**THE REQUEST**
Continue the blog post about the PPP tax trap, picking up after its last sentence, about the $1,000,000 still sitting in the bank account.

**DOCUMENT EXTRACT**
>> START

December 28, 2020 By Stephen Nelson CPA

Okay, sorry, but I’m worried you might stumble into a PPP tax trap.

The good news here? You may be able to avoid the trap. But the bad news? You may need to take steps in the next few days.

Accordingly, let me explain how this PPP tax trap works. And then let me point out the two gambits you may have for sidestepping trouble.

Finally, a clarification: I’m not sure if this PPP tax trap is something real or just theoretical. But, gosh, for some borrowers, the dollars could be big.

So, let’s be careful…

PPP Tax Rules: A Quick Review

The new PPP tax laws say the PPP loan money isn’t taxable. The same laws say PPP borrowers can take a tax deduction for the spending. And the laws also say the PPP borrowers get basis for the forgiveness.

In a perfect world, this combination of favorable tax laws should mean you avoid any federal income taxes on the PPP money.

But a PPP tax trap exists in theory. Accordingly, if you can, you probably want to take steps to sidestep the trap.

A Simple Example of the PPP Tax Trap

A simple example shows how the PPP tax trap blindsides the unwary.

Say a business got a $1,000,000 PPP loan. Assume the business broke even for the year. (Taxable income, in other words, equals zero for the year.)

Assume the $1,000,000 of PPP money still sits there, in the partnership or corporation bank account.

>> END

**GIVEN DATA**

>> START

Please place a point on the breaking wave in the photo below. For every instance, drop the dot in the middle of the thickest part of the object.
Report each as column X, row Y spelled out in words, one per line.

>> END

**EXPECTED OUTPUT**
And a final critical assumption: Say the business owner has $100,000 of basis in the business. That’s the dollar amount the owner has invested in the firm either through original capital contributions or reinvested profits.

The PPP tax trap here? If the PPP borrower distributes the PPP money to its owner before the PPP loan gets forgiven, the owner lacks the basis to get the distribution tax free.

With $100,000 of basis in her or his ownership interest, if the business pays out the $1,000,000 of leftover PPP money to the owner, the business owner pays long-term capital gains taxes on a $900,000 distribution in excess of her or his basis.

The tax rate runs either 15 or 20 percent on this gain. So, the tax equals $135,000 to $180,000.

Avoiding the PPP Tax Trap: Method #1

A first way to avoid the tax trap? Delay taking the distribution until the year of forgiveness.

In an example like that provided earlier, the business can just leave the leftover PPP money in the bank account until the year of forgiveness.

After the PPP lender grants forgiveness, the PPP borrower gets basis. And that’ll mean a tax-free distribution.

So that’s one way to sidestep trouble.

Note: If you return a “PPP” distribution to the business before the year ends, that should also fix the excess distribution problem.

Avoiding the PPP Tax Trap: Method #2:

The second way to avoid the tax trap? A PPP borrower may be able to treat funds paid out to a shareholder as a shareholder loan. This accounting method then shows the payments as a shareholder receivable instead of a distribution.

Accounting for a disbursement of PPP funds as a shareholder receivable complicates your bookkeeping.

You’ll want a formal shareholder receivable “note payable” with standard terms and conditions.

Probably you’ll want to ask your accountant for detailed advice and help on this. Maybe your attorney too.

But delaying the distribution until both official forgiveness occurs and until the IRS specifies how the tax accounting works? That seems like something many PPP borrowers will want to consider if they lack basis.

Other Resources You May Find Helpful

A quick discussion of the two other important tweaks to the PPP loans: second draw loans and PPP original loan amount increases.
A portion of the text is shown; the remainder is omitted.